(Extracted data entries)
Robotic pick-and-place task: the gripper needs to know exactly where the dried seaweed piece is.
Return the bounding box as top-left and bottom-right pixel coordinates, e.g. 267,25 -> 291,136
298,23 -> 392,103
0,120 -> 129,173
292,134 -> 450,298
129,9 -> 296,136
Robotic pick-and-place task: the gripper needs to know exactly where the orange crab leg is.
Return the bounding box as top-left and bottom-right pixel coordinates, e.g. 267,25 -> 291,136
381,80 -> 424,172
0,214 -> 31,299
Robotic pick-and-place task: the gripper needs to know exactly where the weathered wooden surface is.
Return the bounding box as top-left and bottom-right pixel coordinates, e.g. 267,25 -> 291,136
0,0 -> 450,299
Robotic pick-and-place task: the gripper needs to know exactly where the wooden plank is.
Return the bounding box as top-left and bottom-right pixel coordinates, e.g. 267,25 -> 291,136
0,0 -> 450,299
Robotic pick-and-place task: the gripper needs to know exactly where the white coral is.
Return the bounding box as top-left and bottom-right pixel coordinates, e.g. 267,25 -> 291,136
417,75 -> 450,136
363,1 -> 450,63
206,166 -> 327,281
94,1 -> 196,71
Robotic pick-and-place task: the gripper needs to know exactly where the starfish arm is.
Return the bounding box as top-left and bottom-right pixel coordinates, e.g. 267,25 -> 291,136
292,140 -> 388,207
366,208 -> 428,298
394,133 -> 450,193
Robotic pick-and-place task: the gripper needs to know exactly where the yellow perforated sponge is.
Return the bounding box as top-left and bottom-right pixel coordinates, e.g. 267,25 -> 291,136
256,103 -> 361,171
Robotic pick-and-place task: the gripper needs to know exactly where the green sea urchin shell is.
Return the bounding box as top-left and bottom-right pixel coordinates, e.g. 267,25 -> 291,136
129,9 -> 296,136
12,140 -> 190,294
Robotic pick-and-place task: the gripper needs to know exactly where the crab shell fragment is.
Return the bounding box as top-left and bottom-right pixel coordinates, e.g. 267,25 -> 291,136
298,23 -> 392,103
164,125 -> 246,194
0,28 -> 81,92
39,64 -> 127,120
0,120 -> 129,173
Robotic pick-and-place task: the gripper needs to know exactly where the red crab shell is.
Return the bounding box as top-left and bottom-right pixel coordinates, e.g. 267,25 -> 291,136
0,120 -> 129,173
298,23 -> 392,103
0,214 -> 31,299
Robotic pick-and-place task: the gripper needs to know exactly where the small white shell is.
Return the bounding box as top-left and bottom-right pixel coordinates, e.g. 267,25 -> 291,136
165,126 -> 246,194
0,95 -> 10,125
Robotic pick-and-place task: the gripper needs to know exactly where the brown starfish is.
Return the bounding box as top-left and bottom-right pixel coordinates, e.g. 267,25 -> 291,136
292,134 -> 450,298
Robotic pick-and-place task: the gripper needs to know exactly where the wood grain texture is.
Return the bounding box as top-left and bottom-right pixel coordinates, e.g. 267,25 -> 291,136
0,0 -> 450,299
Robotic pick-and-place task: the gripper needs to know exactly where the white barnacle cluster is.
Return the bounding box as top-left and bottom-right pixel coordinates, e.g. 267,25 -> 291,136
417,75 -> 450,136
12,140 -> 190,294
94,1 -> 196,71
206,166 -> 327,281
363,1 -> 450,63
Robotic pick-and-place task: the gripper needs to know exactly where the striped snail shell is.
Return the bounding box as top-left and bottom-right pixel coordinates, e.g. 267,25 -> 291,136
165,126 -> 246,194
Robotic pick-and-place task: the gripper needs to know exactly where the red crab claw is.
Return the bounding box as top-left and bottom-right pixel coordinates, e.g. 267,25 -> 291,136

■ GOAL OF THE EXERCISE:
Filter the material above down to the lines that contain the string "starfish", copying each one. Matching is case-sensitive.

■ SOLUTION TO THIS EXERCISE:
Robotic pick-and-place task: the gripper needs to know exactly where the starfish arm is.
Robotic pick-and-place task: the gripper needs to know exactly where the brown starfish is.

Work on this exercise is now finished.